- _TAREFAS A REALIZAR_
1. Transcreva fielmente o trecho do artigo que começa em "Para isso, exemplificativamente, basta" e segue até "Poder Judiciário brasileiro.".
2. Segundo o artigo, com que quantidade arredondada de processos se trabalha hoje no Sistema de Justiça brasileiro?

- _ARTIGO_

Por Jose Luis Bolzan de Morais e Guilherme Valle Brum - 14/11/2016
Auxílio Moradia – R$ 4.377,73
Piso Nacional do Magistério – R$ 2.135,64
Nos últimos anos temos nos confrontado com um debate candente no âmbito do Sistema de Justiça brasileiro: o crescimento exponencial dos números. Seja no que se refere ao volume crescente de ações propostas – hoje se trabalha com um quantitativo arredondado de cerca de cem milhões de processos, o que daria um processo para cada dois brasileiros, considerando-se uma população de duzentos milhões de pessoas. Seja quando se opta por um modelo gerencial de justiça, operando a partir de indicadores que medem a produtividade, os fluxos, etc...
Para isso, exemplificativamente, basta dar uma passada de olhos no Justiça em Números publicado pelo Conselho Nacional de Justiça – http://www.cnj.jus.br/programas-e-acoes/pj-justica-em-numeros – onde se tem o espelho quantitativo da Poder Judiciário brasileiro.
Talvez este seja um referencial importante para que tenhamos, também, o perfil de uma sociedade que optou por voltar-se à jurisdição como um lugar para ver tratados os seus conflitos, dilemas e dramas. Uma sociedade que optou por uma busca incessante de acolhimento de interesses – muitas vezes transformados em desejos[1] – via decisão judicial em substituição à disputa política. Um fenômeno que ficou consagrado como judicialização da política, da qual tivemos como resultado perverso um ativismo judicial que em nome de qualquer coisa subverte as opções políticas, até constituintes, como temos visto não só no exemplo sempre presente da judicialização da saúde, mas também em recentes decisões de nosso Supremo Tribunal Federal travestido de Corte Constitucional – talvez a subversão da presunção de inocência seja a ponta mais visível deste iceberg.

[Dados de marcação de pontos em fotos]
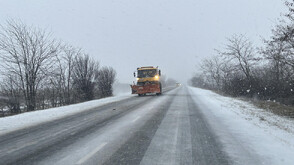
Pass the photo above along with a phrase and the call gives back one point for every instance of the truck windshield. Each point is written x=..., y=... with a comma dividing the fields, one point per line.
x=146, y=73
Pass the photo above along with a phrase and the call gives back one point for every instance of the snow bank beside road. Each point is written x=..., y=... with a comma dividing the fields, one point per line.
x=249, y=134
x=12, y=123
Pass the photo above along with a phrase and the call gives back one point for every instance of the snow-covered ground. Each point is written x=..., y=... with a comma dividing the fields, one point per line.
x=12, y=123
x=246, y=131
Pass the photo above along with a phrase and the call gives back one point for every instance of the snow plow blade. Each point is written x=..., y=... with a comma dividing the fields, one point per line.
x=147, y=88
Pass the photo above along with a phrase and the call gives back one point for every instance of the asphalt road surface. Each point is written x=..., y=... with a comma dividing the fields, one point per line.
x=167, y=129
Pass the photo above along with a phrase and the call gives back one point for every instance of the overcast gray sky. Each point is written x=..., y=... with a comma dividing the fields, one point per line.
x=126, y=34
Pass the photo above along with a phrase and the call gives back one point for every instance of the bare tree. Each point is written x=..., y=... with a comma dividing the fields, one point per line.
x=84, y=75
x=240, y=51
x=69, y=55
x=27, y=53
x=106, y=78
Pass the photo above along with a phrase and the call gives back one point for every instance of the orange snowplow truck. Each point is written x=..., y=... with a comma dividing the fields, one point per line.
x=148, y=81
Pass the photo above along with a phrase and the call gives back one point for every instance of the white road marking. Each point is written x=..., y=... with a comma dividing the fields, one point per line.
x=84, y=159
x=136, y=119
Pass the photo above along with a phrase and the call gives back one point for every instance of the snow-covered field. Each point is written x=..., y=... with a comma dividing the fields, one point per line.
x=247, y=130
x=12, y=123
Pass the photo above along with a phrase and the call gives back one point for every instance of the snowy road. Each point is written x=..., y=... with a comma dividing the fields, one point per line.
x=179, y=127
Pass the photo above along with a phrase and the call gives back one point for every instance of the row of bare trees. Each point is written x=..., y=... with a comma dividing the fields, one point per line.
x=241, y=69
x=39, y=72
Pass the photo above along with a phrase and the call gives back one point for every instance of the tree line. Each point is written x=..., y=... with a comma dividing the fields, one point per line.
x=38, y=71
x=265, y=72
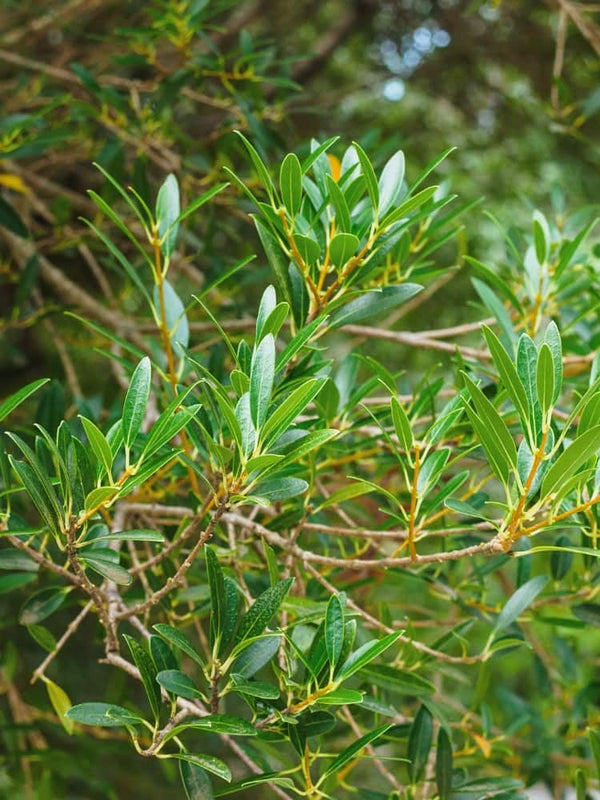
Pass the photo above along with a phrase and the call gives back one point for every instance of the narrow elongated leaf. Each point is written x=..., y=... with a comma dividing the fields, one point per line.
x=177, y=682
x=108, y=569
x=254, y=657
x=290, y=182
x=342, y=247
x=61, y=704
x=552, y=339
x=195, y=781
x=508, y=373
x=167, y=212
x=334, y=630
x=416, y=201
x=36, y=492
x=350, y=752
x=262, y=372
x=260, y=689
x=369, y=175
x=443, y=765
x=260, y=613
x=148, y=673
x=545, y=380
x=15, y=400
x=209, y=763
x=100, y=715
x=419, y=743
x=365, y=654
x=520, y=600
x=390, y=182
x=179, y=640
x=259, y=166
x=280, y=488
x=376, y=302
x=571, y=459
x=402, y=426
x=174, y=314
x=136, y=401
x=41, y=604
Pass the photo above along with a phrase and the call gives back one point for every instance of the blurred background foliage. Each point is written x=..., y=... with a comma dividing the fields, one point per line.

- _RESPOSTAS_
1.
Para isso, exemplificativamente, basta dar uma passada de olhos no Justiça em Números publicado pelo Conselho Nacional de Justiça – http://www.cnj.jus.br/programas-e-acoes/pj-justica-em-numeros – onde se tem o espelho quantitativo da Poder Judiciário brasileiro.

2. Cerca de cem milhões de processos.